___ LISTED RECORDS

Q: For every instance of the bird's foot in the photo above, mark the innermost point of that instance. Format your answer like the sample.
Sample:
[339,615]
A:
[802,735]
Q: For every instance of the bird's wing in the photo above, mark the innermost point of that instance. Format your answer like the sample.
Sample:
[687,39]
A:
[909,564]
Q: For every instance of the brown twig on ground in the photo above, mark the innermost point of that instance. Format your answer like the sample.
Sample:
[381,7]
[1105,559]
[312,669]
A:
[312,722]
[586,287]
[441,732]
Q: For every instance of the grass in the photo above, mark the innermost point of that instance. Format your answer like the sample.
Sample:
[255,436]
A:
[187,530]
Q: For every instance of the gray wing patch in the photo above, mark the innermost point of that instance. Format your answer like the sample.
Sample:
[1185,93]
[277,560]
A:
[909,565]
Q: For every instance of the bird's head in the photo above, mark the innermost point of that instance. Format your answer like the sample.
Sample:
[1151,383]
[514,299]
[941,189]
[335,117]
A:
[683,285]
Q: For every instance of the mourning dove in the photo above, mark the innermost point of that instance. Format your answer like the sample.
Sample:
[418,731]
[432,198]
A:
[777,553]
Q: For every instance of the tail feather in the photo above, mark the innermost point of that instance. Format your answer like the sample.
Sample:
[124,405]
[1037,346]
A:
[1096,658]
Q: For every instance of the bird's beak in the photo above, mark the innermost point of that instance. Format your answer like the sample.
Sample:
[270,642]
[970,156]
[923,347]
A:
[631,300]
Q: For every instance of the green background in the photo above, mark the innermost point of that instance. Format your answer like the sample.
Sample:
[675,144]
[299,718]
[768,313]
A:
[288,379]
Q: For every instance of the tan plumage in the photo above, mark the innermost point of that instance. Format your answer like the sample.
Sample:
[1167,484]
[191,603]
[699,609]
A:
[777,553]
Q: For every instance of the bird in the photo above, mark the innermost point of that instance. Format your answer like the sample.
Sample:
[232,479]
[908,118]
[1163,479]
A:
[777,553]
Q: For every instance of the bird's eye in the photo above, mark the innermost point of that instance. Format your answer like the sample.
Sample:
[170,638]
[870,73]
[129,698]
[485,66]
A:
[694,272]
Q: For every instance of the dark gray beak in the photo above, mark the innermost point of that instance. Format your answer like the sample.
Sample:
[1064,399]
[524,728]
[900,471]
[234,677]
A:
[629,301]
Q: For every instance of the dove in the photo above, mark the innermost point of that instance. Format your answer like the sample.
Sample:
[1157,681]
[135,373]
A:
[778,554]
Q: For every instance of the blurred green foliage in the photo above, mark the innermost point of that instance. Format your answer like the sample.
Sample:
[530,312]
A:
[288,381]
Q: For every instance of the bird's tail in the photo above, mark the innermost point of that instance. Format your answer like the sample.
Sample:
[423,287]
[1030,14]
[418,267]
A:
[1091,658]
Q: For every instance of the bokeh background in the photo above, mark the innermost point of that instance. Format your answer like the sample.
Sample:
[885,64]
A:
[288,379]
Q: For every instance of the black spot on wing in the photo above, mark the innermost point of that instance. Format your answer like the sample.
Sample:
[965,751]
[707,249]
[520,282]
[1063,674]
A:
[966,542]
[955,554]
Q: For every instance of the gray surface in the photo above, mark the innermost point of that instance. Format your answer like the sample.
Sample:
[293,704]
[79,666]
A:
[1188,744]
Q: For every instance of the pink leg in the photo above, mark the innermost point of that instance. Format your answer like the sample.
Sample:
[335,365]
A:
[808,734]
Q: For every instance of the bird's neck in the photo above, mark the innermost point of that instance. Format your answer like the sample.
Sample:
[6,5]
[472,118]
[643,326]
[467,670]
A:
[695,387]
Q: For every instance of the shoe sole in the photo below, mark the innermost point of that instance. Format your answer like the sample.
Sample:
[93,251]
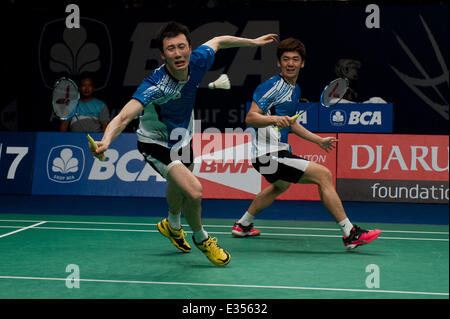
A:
[237,234]
[158,226]
[221,263]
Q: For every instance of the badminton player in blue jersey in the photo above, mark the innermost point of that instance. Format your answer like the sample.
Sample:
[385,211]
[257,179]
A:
[274,102]
[165,101]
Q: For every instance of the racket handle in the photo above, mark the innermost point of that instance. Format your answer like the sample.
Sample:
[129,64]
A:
[292,118]
[94,146]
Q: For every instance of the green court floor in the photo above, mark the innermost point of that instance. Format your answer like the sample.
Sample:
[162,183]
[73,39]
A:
[125,257]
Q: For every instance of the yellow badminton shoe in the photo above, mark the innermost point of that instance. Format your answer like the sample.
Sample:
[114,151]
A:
[218,256]
[175,236]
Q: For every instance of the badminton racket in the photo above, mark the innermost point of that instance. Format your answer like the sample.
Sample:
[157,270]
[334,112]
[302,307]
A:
[332,94]
[65,98]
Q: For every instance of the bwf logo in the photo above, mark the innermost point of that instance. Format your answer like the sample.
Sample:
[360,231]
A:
[65,164]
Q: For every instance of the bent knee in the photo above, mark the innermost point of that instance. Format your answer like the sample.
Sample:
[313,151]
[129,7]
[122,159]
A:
[195,193]
[319,174]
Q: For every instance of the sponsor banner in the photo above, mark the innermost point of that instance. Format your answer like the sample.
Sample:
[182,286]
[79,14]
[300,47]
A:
[313,153]
[357,117]
[393,191]
[223,165]
[310,116]
[16,162]
[389,167]
[64,165]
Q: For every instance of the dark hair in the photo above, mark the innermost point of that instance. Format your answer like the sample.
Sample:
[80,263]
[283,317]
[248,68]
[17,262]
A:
[289,45]
[170,30]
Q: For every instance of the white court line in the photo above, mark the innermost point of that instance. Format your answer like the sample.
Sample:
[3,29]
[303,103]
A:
[230,285]
[219,226]
[21,229]
[223,233]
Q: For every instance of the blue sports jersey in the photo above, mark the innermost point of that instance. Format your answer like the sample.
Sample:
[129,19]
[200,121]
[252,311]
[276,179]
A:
[168,115]
[274,96]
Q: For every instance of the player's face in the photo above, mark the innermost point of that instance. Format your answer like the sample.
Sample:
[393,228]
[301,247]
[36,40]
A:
[290,64]
[176,54]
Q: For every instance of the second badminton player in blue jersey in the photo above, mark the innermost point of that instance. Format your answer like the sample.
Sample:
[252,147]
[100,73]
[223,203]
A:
[165,101]
[274,102]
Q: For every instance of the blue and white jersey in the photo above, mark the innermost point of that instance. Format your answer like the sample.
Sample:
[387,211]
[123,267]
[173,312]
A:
[274,96]
[168,115]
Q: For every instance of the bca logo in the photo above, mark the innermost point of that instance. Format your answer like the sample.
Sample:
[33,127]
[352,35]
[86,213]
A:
[72,51]
[65,164]
[338,117]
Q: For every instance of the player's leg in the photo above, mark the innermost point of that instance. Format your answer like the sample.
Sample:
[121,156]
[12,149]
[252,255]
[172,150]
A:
[320,175]
[191,189]
[353,235]
[244,226]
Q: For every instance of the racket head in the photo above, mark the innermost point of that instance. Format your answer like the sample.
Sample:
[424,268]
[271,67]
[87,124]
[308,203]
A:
[334,92]
[65,98]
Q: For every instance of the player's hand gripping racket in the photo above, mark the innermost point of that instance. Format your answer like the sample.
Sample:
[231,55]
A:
[65,99]
[331,95]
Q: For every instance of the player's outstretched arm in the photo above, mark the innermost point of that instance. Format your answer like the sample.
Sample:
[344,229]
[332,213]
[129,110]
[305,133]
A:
[228,41]
[132,109]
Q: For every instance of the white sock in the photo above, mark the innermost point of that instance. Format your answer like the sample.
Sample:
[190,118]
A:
[346,226]
[174,221]
[200,236]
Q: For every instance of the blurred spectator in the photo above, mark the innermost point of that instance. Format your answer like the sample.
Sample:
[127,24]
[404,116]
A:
[93,114]
[349,69]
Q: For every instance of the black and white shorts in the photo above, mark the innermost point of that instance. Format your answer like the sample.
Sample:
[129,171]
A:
[281,165]
[162,158]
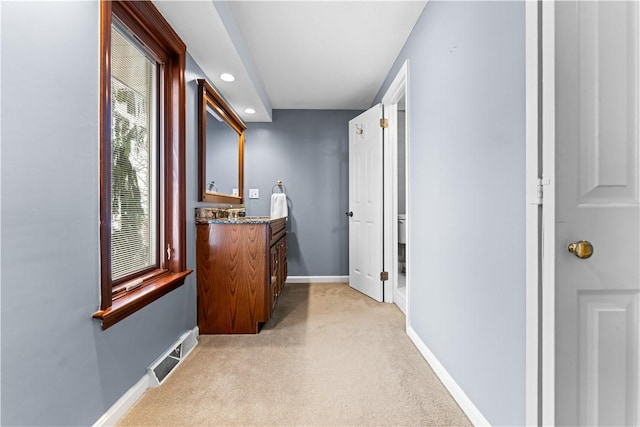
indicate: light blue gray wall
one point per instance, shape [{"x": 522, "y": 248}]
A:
[
  {"x": 58, "y": 367},
  {"x": 308, "y": 151},
  {"x": 467, "y": 197}
]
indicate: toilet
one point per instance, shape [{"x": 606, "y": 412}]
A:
[{"x": 402, "y": 229}]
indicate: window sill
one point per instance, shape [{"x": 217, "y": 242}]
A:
[{"x": 139, "y": 298}]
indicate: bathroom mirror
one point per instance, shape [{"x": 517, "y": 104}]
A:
[{"x": 220, "y": 148}]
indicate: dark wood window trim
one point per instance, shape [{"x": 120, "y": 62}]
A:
[{"x": 153, "y": 31}]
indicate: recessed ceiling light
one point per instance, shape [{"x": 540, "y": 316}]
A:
[{"x": 227, "y": 77}]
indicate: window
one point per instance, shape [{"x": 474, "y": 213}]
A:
[{"x": 142, "y": 191}]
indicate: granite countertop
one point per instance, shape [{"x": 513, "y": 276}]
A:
[{"x": 240, "y": 220}]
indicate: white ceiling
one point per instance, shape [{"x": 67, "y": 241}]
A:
[{"x": 301, "y": 54}]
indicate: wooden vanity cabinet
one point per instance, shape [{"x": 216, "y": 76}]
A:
[{"x": 241, "y": 270}]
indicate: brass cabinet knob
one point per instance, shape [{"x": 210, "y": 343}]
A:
[{"x": 582, "y": 249}]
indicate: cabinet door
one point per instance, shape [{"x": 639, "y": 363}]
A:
[{"x": 275, "y": 275}]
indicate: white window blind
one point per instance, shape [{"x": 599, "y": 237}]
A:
[{"x": 134, "y": 158}]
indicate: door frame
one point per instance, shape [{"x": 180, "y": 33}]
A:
[
  {"x": 538, "y": 234},
  {"x": 547, "y": 299},
  {"x": 398, "y": 89}
]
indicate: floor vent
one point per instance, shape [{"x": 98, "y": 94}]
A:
[{"x": 165, "y": 364}]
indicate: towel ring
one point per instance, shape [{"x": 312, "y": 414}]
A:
[{"x": 279, "y": 183}]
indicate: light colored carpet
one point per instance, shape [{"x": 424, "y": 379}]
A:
[{"x": 329, "y": 356}]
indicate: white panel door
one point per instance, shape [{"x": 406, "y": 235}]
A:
[
  {"x": 365, "y": 203},
  {"x": 597, "y": 299}
]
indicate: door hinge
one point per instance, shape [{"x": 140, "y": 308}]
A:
[{"x": 540, "y": 190}]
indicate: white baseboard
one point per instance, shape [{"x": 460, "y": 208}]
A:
[
  {"x": 472, "y": 412},
  {"x": 318, "y": 279},
  {"x": 126, "y": 402}
]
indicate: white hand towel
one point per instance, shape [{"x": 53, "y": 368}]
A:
[{"x": 279, "y": 205}]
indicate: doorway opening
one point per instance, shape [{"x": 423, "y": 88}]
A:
[{"x": 396, "y": 190}]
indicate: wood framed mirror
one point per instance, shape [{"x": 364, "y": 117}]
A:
[{"x": 220, "y": 148}]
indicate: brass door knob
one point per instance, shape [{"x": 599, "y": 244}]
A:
[{"x": 582, "y": 249}]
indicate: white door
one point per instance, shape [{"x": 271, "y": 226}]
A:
[
  {"x": 365, "y": 203},
  {"x": 597, "y": 299}
]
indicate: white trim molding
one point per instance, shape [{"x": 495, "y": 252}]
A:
[
  {"x": 122, "y": 405},
  {"x": 129, "y": 399},
  {"x": 533, "y": 214},
  {"x": 318, "y": 279},
  {"x": 472, "y": 412}
]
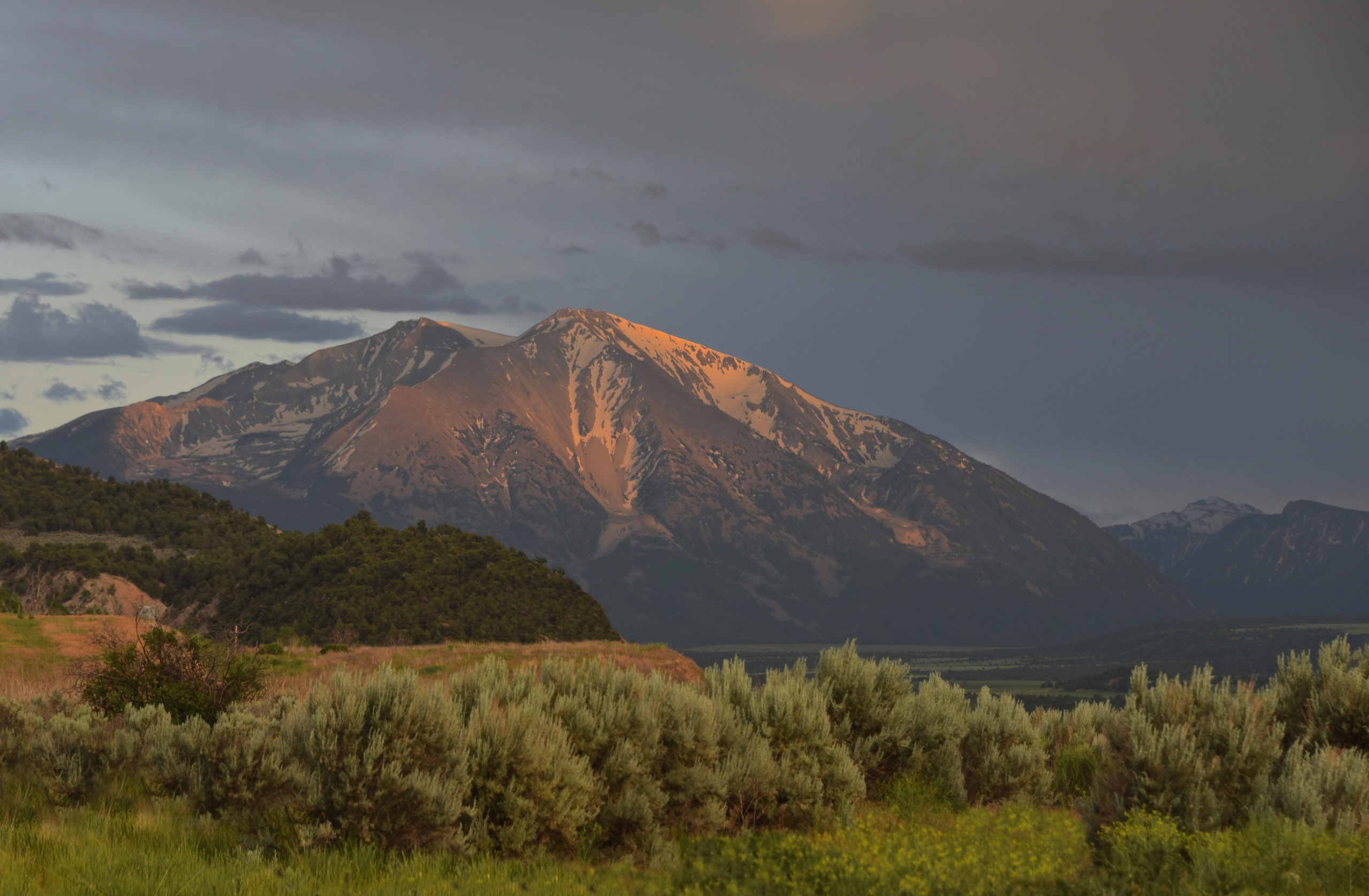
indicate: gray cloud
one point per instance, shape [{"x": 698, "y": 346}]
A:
[
  {"x": 62, "y": 392},
  {"x": 45, "y": 230},
  {"x": 1016, "y": 256},
  {"x": 214, "y": 360},
  {"x": 649, "y": 234},
  {"x": 111, "y": 390},
  {"x": 228, "y": 319},
  {"x": 432, "y": 288},
  {"x": 11, "y": 420},
  {"x": 36, "y": 331},
  {"x": 43, "y": 283},
  {"x": 599, "y": 177},
  {"x": 783, "y": 245}
]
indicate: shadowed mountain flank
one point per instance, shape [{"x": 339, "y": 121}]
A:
[{"x": 698, "y": 497}]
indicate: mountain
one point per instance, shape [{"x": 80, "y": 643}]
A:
[
  {"x": 698, "y": 497},
  {"x": 1165, "y": 539},
  {"x": 1311, "y": 559}
]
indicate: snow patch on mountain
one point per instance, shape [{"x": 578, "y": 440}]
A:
[{"x": 1201, "y": 517}]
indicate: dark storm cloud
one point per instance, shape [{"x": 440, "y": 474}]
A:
[
  {"x": 11, "y": 420},
  {"x": 37, "y": 331},
  {"x": 45, "y": 230},
  {"x": 432, "y": 288},
  {"x": 1016, "y": 256},
  {"x": 43, "y": 285},
  {"x": 62, "y": 392},
  {"x": 228, "y": 319}
]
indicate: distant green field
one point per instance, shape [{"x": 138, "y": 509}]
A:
[{"x": 1233, "y": 647}]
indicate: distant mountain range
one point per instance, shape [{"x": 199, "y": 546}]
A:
[
  {"x": 1165, "y": 539},
  {"x": 1309, "y": 559},
  {"x": 700, "y": 498}
]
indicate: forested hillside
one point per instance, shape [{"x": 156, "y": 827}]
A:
[{"x": 222, "y": 567}]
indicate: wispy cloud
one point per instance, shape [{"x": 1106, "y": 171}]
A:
[
  {"x": 649, "y": 234},
  {"x": 599, "y": 177},
  {"x": 432, "y": 288},
  {"x": 1018, "y": 256},
  {"x": 11, "y": 422},
  {"x": 45, "y": 230},
  {"x": 228, "y": 319},
  {"x": 62, "y": 392},
  {"x": 36, "y": 331},
  {"x": 43, "y": 283}
]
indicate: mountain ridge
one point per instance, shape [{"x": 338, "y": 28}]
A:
[{"x": 696, "y": 494}]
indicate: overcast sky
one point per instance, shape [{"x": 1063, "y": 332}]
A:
[{"x": 1116, "y": 249}]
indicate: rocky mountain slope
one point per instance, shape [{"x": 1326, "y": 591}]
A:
[
  {"x": 698, "y": 497},
  {"x": 1165, "y": 539},
  {"x": 1312, "y": 559}
]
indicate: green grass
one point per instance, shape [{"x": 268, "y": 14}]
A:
[
  {"x": 169, "y": 853},
  {"x": 21, "y": 632},
  {"x": 912, "y": 843}
]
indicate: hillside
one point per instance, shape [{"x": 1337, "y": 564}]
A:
[
  {"x": 698, "y": 497},
  {"x": 221, "y": 568}
]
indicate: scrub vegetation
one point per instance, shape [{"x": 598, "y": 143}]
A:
[
  {"x": 356, "y": 581},
  {"x": 583, "y": 777}
]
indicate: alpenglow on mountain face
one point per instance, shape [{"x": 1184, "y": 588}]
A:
[{"x": 697, "y": 497}]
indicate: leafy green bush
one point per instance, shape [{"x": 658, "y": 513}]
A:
[
  {"x": 185, "y": 674},
  {"x": 424, "y": 584}
]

______

## TASK ITEM:
Reply with every line of the listing that has the string "player".

## COMPLETED EXERCISE:
Q: For every instance of the badminton player in blue jersey in the photo above, mark the innermost point of that instance. Format your answer like the sample.
Q: For every instance of the player's face in the photo above, mark the innermost point of that instance. Format your answer like the sample.
Q: For every instance of the second badminton player in blue jersey in the photo above, mark the innermost point of that instance. Format your answer like the sample.
Q: For every instance of the player's leg in the photo above, mark the innermost point of that instance. Format your answer like the sample.
Q: For every instance of the player's hand gripping racket in the photo above, mark the innermost point of that instance. Format your answer like the sample.
Q: For every instance of the player's outstretched arm in the photo above, mark the innermost point of that instance. Format your answer like the sample.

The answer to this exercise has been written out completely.